- **Source**

— start —

The condensed consolidated financial statements included herein have been prepared by the Company without independent audit.  In the opinion of the Company’s management, all adjustments of a normal and recurring nature necessary to present fairly the financial position, results of operations, comprehensive income and cash flows for the periods presented have been made.  Certain information and footnote disclosures normally included in financial statements prepared in accordance with accounting principles generally accepted in the United States of America (“US GAAP”) have been condensed or omitted.  These condensed consolidated financial statements should be read in conjunction with the consolidated financial statements and notes thereto included in the Company’s Annual Report on Form 10-K for the period ended December 31, 2011.  The results of operations for the three- and six-month periods ended June 30, 2012 are not necessarily indicative of operating results for the full year.

— end —

- **Problem to solve**
Reproduce the passage on the unaudited condensed financial statements word for word, in full. The items that come next are separate material.

- **Records**
— start —

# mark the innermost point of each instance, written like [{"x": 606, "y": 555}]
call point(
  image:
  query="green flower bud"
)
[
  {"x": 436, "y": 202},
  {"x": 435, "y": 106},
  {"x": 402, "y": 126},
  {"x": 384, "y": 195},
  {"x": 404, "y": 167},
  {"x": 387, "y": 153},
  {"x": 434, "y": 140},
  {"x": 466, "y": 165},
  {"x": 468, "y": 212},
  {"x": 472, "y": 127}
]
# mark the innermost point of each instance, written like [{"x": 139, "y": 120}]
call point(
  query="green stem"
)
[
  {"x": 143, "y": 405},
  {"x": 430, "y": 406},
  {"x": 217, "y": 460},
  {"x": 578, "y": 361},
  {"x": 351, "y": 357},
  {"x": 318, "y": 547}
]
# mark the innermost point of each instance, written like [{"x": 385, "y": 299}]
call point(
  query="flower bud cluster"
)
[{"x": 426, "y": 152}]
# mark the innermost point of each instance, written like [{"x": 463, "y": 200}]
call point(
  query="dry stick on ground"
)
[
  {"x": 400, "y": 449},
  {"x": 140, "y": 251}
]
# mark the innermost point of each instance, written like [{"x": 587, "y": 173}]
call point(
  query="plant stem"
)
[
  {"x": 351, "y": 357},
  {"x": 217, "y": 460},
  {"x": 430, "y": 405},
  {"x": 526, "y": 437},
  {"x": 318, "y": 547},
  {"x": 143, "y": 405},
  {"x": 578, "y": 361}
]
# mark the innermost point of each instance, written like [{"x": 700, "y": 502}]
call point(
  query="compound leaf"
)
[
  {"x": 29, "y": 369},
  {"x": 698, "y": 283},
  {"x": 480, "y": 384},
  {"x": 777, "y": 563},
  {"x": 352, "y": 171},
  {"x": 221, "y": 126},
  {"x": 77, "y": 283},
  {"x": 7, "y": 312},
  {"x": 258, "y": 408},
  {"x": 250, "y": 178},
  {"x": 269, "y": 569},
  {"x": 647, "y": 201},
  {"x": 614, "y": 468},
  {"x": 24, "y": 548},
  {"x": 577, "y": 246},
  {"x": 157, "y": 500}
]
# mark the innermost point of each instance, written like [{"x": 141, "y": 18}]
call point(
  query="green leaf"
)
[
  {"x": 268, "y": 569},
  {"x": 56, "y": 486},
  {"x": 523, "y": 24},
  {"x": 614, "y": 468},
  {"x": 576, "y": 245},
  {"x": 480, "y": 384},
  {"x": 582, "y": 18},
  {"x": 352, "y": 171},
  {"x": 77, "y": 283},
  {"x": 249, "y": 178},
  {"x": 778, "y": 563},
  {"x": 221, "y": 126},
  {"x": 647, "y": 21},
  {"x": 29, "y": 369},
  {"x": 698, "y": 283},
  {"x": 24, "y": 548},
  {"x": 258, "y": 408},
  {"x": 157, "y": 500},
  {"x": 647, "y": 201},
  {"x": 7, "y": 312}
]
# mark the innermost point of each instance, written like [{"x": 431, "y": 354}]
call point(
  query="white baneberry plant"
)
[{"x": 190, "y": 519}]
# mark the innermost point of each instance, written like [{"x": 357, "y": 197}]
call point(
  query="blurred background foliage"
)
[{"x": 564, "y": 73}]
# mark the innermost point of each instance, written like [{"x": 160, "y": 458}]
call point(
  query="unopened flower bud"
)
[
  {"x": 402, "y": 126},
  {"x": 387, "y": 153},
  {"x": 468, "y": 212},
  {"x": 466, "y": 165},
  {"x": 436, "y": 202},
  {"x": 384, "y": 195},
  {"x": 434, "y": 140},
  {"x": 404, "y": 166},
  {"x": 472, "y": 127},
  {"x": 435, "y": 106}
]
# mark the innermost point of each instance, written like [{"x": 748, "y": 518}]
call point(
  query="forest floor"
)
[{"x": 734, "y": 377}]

— end —

- **The output**
The condensed consolidated financial statements included herein have been prepared by the Company without independent audit.  In the opinion of the Company’s management, all adjustments of a normal and recurring nature necessary to present fairly the financial position, results of operations, comprehensive income and cash flows for the periods presented have been made.  Certain information and footnote disclosures normally included in financial statements prepared in accordance with accounting principles generally accepted in the United States of America (“US GAAP”) have been condensed or omitted.  These condensed consolidated financial statements should be read in conjunction with the consolidated financial statements and notes thereto included in the Company’s Annual Report on Form 10-K for the period ended December 31, 2011.  The results of operations for the three- and six-month periods ended June 30, 2012 are not necessarily indicative of operating results for the full year.